## Exercise description:
Could you repeat the data word for word while skipping the pictures?

Region pointing data:
- Opening Delimiter -

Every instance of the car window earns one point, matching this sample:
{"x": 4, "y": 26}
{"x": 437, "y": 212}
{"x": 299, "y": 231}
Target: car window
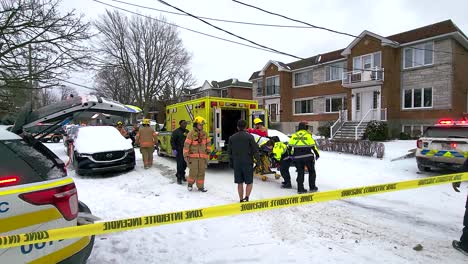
{"x": 447, "y": 132}
{"x": 29, "y": 163}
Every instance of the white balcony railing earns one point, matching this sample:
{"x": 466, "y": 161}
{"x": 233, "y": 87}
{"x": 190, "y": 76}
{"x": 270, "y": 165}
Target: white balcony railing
{"x": 375, "y": 74}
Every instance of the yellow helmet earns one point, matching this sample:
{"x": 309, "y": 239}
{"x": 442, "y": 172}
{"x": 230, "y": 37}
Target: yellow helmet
{"x": 257, "y": 121}
{"x": 199, "y": 120}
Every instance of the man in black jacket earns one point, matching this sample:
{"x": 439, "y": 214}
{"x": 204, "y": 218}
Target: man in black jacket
{"x": 177, "y": 142}
{"x": 242, "y": 150}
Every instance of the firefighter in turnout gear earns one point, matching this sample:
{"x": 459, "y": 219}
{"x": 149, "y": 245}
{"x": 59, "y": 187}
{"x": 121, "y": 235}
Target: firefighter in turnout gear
{"x": 281, "y": 155}
{"x": 147, "y": 138}
{"x": 177, "y": 143}
{"x": 197, "y": 148}
{"x": 260, "y": 128}
{"x": 303, "y": 149}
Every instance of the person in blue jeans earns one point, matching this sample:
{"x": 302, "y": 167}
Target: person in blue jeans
{"x": 462, "y": 245}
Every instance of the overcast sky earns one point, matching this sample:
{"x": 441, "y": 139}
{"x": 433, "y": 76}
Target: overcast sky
{"x": 218, "y": 60}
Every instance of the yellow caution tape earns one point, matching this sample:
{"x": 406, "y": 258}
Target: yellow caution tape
{"x": 221, "y": 210}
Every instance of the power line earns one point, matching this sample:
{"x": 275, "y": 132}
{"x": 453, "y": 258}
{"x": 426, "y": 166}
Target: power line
{"x": 335, "y": 31}
{"x": 188, "y": 29}
{"x": 213, "y": 19}
{"x": 230, "y": 33}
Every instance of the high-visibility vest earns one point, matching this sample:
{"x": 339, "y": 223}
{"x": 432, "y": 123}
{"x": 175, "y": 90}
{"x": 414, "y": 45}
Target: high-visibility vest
{"x": 197, "y": 145}
{"x": 279, "y": 150}
{"x": 302, "y": 139}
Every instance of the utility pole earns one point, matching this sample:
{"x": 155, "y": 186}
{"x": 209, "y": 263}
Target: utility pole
{"x": 30, "y": 73}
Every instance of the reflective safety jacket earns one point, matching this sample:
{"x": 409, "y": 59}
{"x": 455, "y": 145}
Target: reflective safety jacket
{"x": 303, "y": 145}
{"x": 280, "y": 150}
{"x": 197, "y": 145}
{"x": 123, "y": 131}
{"x": 146, "y": 137}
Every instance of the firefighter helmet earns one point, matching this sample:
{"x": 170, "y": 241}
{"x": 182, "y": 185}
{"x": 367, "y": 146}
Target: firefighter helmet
{"x": 257, "y": 121}
{"x": 199, "y": 120}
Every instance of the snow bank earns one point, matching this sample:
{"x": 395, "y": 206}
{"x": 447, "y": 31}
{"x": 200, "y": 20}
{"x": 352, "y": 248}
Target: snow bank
{"x": 95, "y": 139}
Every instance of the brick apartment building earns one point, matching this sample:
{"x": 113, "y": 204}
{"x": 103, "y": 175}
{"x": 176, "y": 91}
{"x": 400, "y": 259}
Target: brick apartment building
{"x": 231, "y": 88}
{"x": 410, "y": 79}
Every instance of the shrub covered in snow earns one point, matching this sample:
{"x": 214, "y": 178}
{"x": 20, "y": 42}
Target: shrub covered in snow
{"x": 362, "y": 147}
{"x": 376, "y": 131}
{"x": 324, "y": 130}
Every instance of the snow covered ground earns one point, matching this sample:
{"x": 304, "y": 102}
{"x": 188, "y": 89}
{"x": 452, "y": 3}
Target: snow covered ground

- Closing Delimiter -

## Response:
Every instance of the car window earns one point, matching this sample:
{"x": 4, "y": 26}
{"x": 437, "y": 212}
{"x": 299, "y": 231}
Target: car window
{"x": 447, "y": 132}
{"x": 29, "y": 163}
Every instance of the white balcony railing earns one point, matching this sample:
{"x": 466, "y": 161}
{"x": 233, "y": 87}
{"x": 190, "y": 76}
{"x": 270, "y": 165}
Target: white balcony railing
{"x": 375, "y": 74}
Every instance of the yellow helmet earns one point, matching this sample:
{"x": 309, "y": 239}
{"x": 442, "y": 172}
{"x": 230, "y": 37}
Target: yellow helmet
{"x": 257, "y": 121}
{"x": 199, "y": 120}
Every instance of the man in black jacket earns one point, matching this sample:
{"x": 439, "y": 214}
{"x": 204, "y": 218}
Target: man in black jacket
{"x": 177, "y": 142}
{"x": 242, "y": 150}
Every instance of the firefighter in turnout gear earns one point, matching this sample:
{"x": 459, "y": 219}
{"x": 149, "y": 245}
{"x": 59, "y": 187}
{"x": 121, "y": 235}
Target: firefighter in turnout gear
{"x": 281, "y": 155}
{"x": 147, "y": 138}
{"x": 177, "y": 143}
{"x": 197, "y": 148}
{"x": 260, "y": 128}
{"x": 303, "y": 149}
Every instance of the person in blue jeans earns one point, matching this sample:
{"x": 302, "y": 167}
Target: person in blue jeans
{"x": 462, "y": 245}
Every instance of the overcast sky earns one point, matching this sample:
{"x": 441, "y": 139}
{"x": 433, "y": 76}
Target: overcast sky
{"x": 218, "y": 60}
Every instance of the yellow caution tape earns one point, matching this sample:
{"x": 406, "y": 258}
Target: yellow caution tape
{"x": 221, "y": 210}
Every instance of the power line earns one point, matching this sample:
{"x": 275, "y": 132}
{"x": 453, "y": 258}
{"x": 426, "y": 166}
Target: power line
{"x": 335, "y": 31}
{"x": 188, "y": 29}
{"x": 213, "y": 19}
{"x": 230, "y": 33}
Every instance of the high-visibility vest earns one point, matching this sample:
{"x": 339, "y": 223}
{"x": 432, "y": 123}
{"x": 175, "y": 90}
{"x": 414, "y": 45}
Target: high-visibility vest
{"x": 197, "y": 145}
{"x": 279, "y": 150}
{"x": 302, "y": 139}
Every instance of the utility pole earns one point, matching this sample:
{"x": 155, "y": 186}
{"x": 209, "y": 263}
Target: utility pole
{"x": 30, "y": 73}
Every instance of the reflective safety jacket earns one point, matching this sample:
{"x": 409, "y": 59}
{"x": 455, "y": 145}
Target: reflective safety jacket
{"x": 303, "y": 145}
{"x": 280, "y": 150}
{"x": 197, "y": 145}
{"x": 123, "y": 131}
{"x": 146, "y": 137}
Every instance of the firefighter helmet earns one point, matching this sample:
{"x": 170, "y": 241}
{"x": 182, "y": 185}
{"x": 367, "y": 146}
Target: firefighter helmet
{"x": 257, "y": 121}
{"x": 199, "y": 120}
Every instance of the snow bank earns one point, matching this sample:
{"x": 395, "y": 206}
{"x": 447, "y": 31}
{"x": 200, "y": 20}
{"x": 352, "y": 248}
Target: snow bank
{"x": 95, "y": 139}
Every instance of the brick apartment building earns one point, matching this sample:
{"x": 113, "y": 204}
{"x": 103, "y": 175}
{"x": 176, "y": 91}
{"x": 400, "y": 259}
Target: brick apartment building
{"x": 231, "y": 88}
{"x": 410, "y": 79}
Every instance of the shrub covered in snow earns one point, matching this sample:
{"x": 214, "y": 178}
{"x": 20, "y": 42}
Target: shrub covered in snow
{"x": 362, "y": 147}
{"x": 376, "y": 131}
{"x": 324, "y": 130}
Every instance of the snow covered ground earns one point, matching this sample:
{"x": 304, "y": 102}
{"x": 188, "y": 89}
{"x": 452, "y": 3}
Target: snow covered ground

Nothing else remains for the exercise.